==== Text section ====

# P N W Outbackers Fall Rally 2011- Champoeg State Park-Oregon



## Doxie-Doglover-Too (Jan 25, 2007)

Please Join Our PNW Fall Outback Rally!

AT:

CHAMPOEG STATE PARK
NEWBURG, OR.

Oregon State Parks: 1-800-452-5687

Local Number For Champoeg : 


1-503-678-1251

Click Purple Champoeg Below To Go To Reservations Online




* Reservation Rules *
​
The Reservation and transaction fees are non-refundable. No exceptions.
*Campsite, rustic yurt, rustic cabin, tepee, or boat moorage:* If you cancel within 3 calendar days of your arrival date, OPRD retains your reservation fee, transaction fee (if any) and first night's use fee.
*Deluxe yurts, deluxe cabins, day-use/picnic shelters, group camps, youth camps, ranches, horse camps*: If you cancel within one month to the day of your exact arrival date, OPRD will retain your reservation fee, transaction fee (if any) and first night/day use fee.
If your arrival date is today or tomorrow, you *must call the park where you have reserved*; the phone number is listed on the front of your confirmation letter. If your arrival date is after today or tomorrow, please call Reservations Northwest: Portland Metro Area, 503-731-3411, or outside Portland, 800-452-5687. Cancellation requests can be made 24 hours a day, 7 days a week through the automated voicemail system or via email at [email protected].

When your reservation is cancelled via e-mail, you will receive a confirmation e-mail in return. If you do not receive an e-mail, we have not received your request and you will need to contact Reservations Northwest at one of the phone numbers listed above. E-mails are processed daily, Monday through Friday.

If you paid by Visa or MasterCard, you will receive a credit to your card. If you paid by check, you will receive a check in the mail from the State of Oregon.
Please be aware that only the person whose name is on the reservation may change or cancel the reservation.

====

| What you are asked to do |
Can you repeat the rally post word for word from "When your reservation" to "Monday through Friday."?

==== Records ====

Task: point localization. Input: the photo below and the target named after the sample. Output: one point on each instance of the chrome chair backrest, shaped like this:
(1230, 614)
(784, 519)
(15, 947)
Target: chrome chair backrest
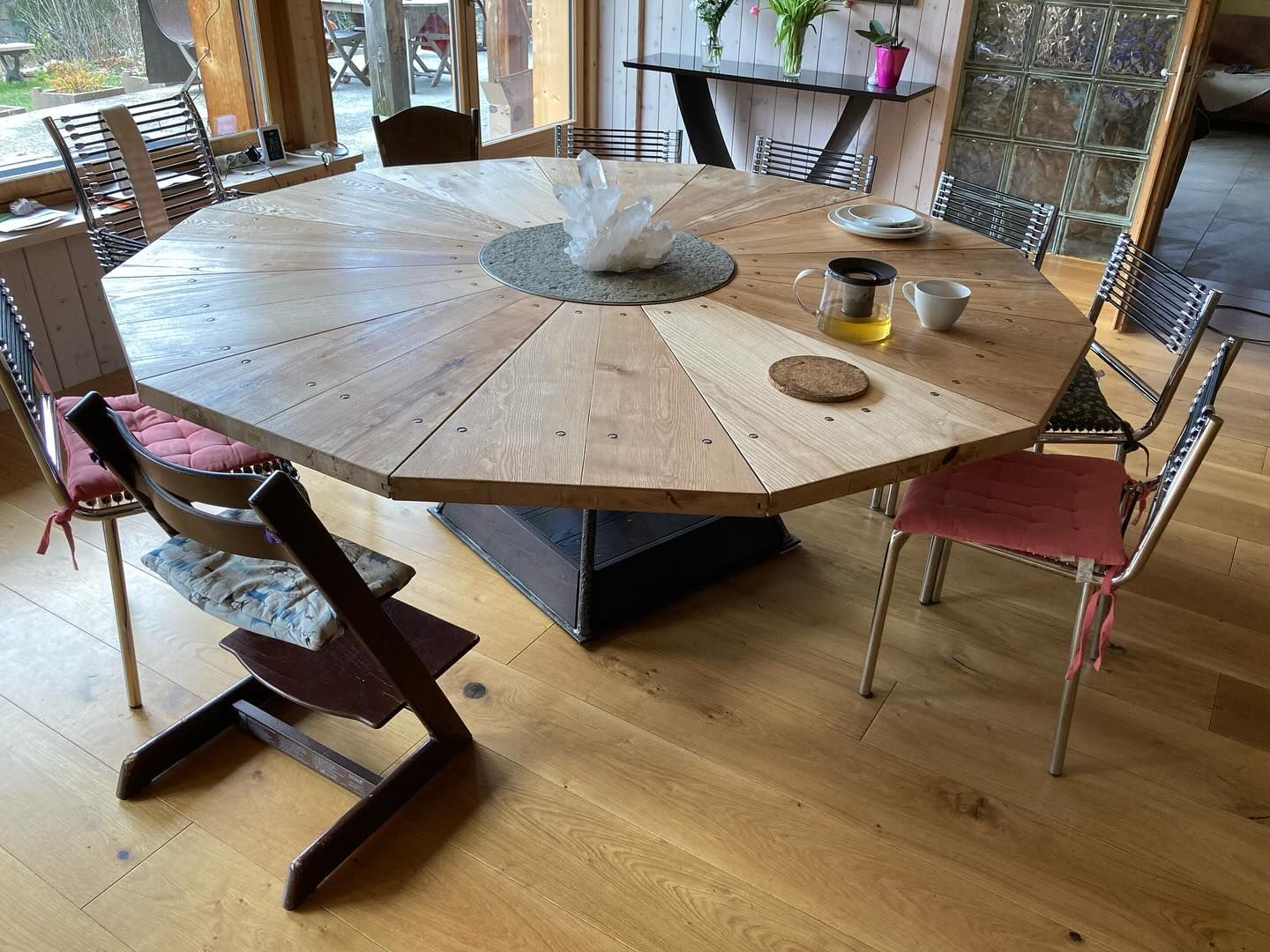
(1007, 219)
(620, 145)
(810, 164)
(179, 150)
(28, 395)
(1179, 467)
(1171, 308)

====

| Exercise response |
When your reservation is cancelled via e-mail, you will receive a confirmation e-mail in return. If you do not receive an e-mail, we have not received your request and you will need to contact Reservations Northwest at one of the phone numbers listed above. E-mails are processed daily, Monday through Friday.